(What is expected): Line for line, return the data exactly, omitting all pictures.

──────── Data records ────────

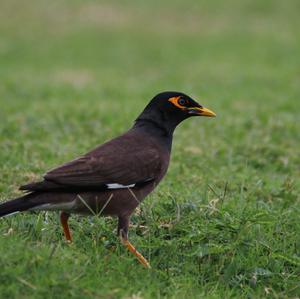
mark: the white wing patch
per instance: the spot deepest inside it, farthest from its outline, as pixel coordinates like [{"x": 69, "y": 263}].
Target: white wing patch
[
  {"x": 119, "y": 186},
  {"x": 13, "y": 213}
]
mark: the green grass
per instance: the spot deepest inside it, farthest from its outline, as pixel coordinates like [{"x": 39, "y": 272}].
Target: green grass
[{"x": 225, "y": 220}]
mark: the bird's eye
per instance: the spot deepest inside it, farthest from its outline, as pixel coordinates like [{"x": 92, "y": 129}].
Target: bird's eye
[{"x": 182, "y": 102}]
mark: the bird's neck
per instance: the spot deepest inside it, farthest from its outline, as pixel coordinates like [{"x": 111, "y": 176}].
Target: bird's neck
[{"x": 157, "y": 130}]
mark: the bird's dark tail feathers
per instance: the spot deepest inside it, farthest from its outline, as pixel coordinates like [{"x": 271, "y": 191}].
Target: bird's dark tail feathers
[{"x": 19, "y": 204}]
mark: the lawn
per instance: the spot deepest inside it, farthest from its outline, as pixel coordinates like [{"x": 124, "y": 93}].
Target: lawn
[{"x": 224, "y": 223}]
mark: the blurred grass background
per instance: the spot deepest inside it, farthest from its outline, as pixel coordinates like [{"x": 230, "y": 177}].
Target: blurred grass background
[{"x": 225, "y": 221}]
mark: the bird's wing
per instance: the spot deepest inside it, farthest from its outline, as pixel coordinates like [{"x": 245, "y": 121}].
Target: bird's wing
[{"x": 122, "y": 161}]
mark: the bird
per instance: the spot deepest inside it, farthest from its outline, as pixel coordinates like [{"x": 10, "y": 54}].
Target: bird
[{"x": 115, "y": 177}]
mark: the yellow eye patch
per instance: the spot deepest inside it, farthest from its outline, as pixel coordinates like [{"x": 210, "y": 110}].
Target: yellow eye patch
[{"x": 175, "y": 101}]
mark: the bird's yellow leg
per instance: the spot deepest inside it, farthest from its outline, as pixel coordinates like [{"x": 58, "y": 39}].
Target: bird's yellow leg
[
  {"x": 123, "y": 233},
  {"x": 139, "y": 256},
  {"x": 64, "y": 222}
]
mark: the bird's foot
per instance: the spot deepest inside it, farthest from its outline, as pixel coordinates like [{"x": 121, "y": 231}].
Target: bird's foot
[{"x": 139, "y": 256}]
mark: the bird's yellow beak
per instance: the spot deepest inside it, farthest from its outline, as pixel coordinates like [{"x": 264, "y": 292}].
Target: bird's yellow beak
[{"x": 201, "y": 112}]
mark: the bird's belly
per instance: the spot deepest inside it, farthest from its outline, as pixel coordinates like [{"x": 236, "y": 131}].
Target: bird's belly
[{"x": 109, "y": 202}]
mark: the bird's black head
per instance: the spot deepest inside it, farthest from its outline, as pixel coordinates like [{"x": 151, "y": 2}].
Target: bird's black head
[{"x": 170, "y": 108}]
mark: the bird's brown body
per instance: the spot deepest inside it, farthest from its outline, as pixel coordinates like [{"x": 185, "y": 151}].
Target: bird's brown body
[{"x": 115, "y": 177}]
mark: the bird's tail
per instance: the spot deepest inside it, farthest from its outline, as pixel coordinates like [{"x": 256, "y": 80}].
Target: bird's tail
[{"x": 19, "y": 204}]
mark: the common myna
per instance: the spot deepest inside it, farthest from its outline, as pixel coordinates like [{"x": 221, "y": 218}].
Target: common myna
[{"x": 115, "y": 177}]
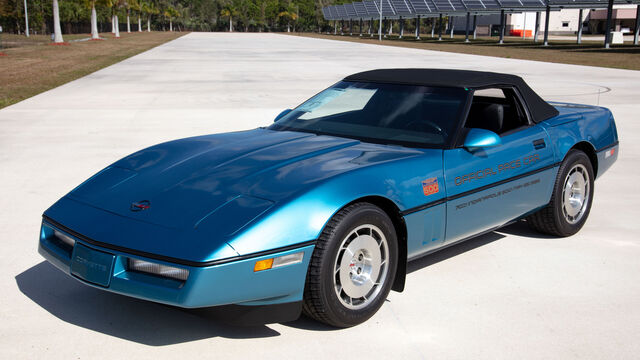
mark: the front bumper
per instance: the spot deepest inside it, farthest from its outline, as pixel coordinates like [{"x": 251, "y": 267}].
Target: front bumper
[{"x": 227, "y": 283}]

────────

(Solved problem):
mark: the white wing patch
per instance: the spot deepest inside it, farthest from its outline, as pixel coordinates like [{"x": 69, "y": 263}].
Target: white wing patch
[
  {"x": 119, "y": 186},
  {"x": 13, "y": 213}
]
mark: the green grass
per instance: the spot deepest inside it, farthest from its outline, as pixel coordinates like [{"x": 39, "y": 272}].
Target: green grass
[{"x": 225, "y": 220}]
mark: the bird's eye
per instance: the spot deepest inside it, farthest from its outline, as pixel coordinates like [{"x": 92, "y": 129}].
Target: bird's eye
[{"x": 182, "y": 102}]
mark: the bird's neck
per instance: the spot deepest inside it, farthest from its outline, as pixel coordinates like [{"x": 111, "y": 176}].
Target: bird's neck
[{"x": 157, "y": 130}]
mark: the bird's dark tail feathers
per instance: the spot deepest inside it, farthest from its outline, as pixel coordinates like [{"x": 271, "y": 191}].
Target: bird's dark tail feathers
[{"x": 19, "y": 204}]
mark: the lawn
per instance: the spot deepest inside it, farthest from its outline, as pixel coordinates like [{"x": 124, "y": 93}].
Target: lawn
[{"x": 224, "y": 223}]
mark: the blurred grass background
per instance: the spot deepest inside it, farthest from its outline, as pixel coordinates like [{"x": 230, "y": 177}].
Target: blurred grass background
[{"x": 225, "y": 221}]
mark: the bird's wing
per instance: the spot deepest inside it, farthest from its outline, as pixel coordinates like [{"x": 245, "y": 121}].
Target: bird's wing
[{"x": 122, "y": 161}]
mark: the bird
per instance: the spot deepest inside it, farthest from its outline, as pixel coordinates like [{"x": 10, "y": 54}].
Target: bird
[{"x": 115, "y": 177}]
mark: the yellow eye patch
per instance: the spot deepest inside it, farthest from its outline, as pixel coordinates like [{"x": 210, "y": 110}].
Target: yellow eye patch
[{"x": 175, "y": 101}]
mark: the bird's yellow leg
per instance: the spot deepest inside it, farthest from its outline, as pixel coordinates like [{"x": 58, "y": 39}].
Target: bird's yellow leg
[
  {"x": 123, "y": 233},
  {"x": 139, "y": 256},
  {"x": 64, "y": 222}
]
mark: the bird's foot
per instance: the spot deepest inside it, farthest from its outline, as pixel coordinates like [{"x": 121, "y": 231}].
Target: bird's foot
[{"x": 139, "y": 256}]
mark: the bird's yellow beak
per instance: the spot deepest inside it, farthest from its outline, as pixel coordinates like [{"x": 264, "y": 292}].
Target: bird's yellow beak
[{"x": 201, "y": 112}]
mark: the bird's belly
per instance: the spot deepest inside it, farthest from its outline, as pixel coordinates like [{"x": 236, "y": 131}].
Target: bird's belly
[{"x": 109, "y": 202}]
mark: the bird's black head
per instance: the spot deepest inside it, farthest from its outline, as pixel coordinates like [{"x": 151, "y": 2}].
Target: bird's black head
[{"x": 170, "y": 108}]
mark: the bird's brown body
per instance: the spot deepest inside it, farthest from its outline, as pixel coordinates like [{"x": 185, "y": 151}].
Target: bird's brown body
[{"x": 115, "y": 177}]
mark: the bird's tail
per instance: the spot deepest inside it, farthest from its outline, as pixel coordinates like [{"x": 256, "y": 80}].
Target: bird's tail
[{"x": 19, "y": 204}]
mark: the common myna
per instance: the spot deepest inside it, farthest from its outline, as pixel coordinates like [{"x": 221, "y": 218}].
Target: common myna
[{"x": 115, "y": 177}]
mark: the front bumper
per instance: the spot deepest inside it, farthest from its outline, as pixel coordinates like [{"x": 251, "y": 267}].
Target: front bumper
[{"x": 227, "y": 283}]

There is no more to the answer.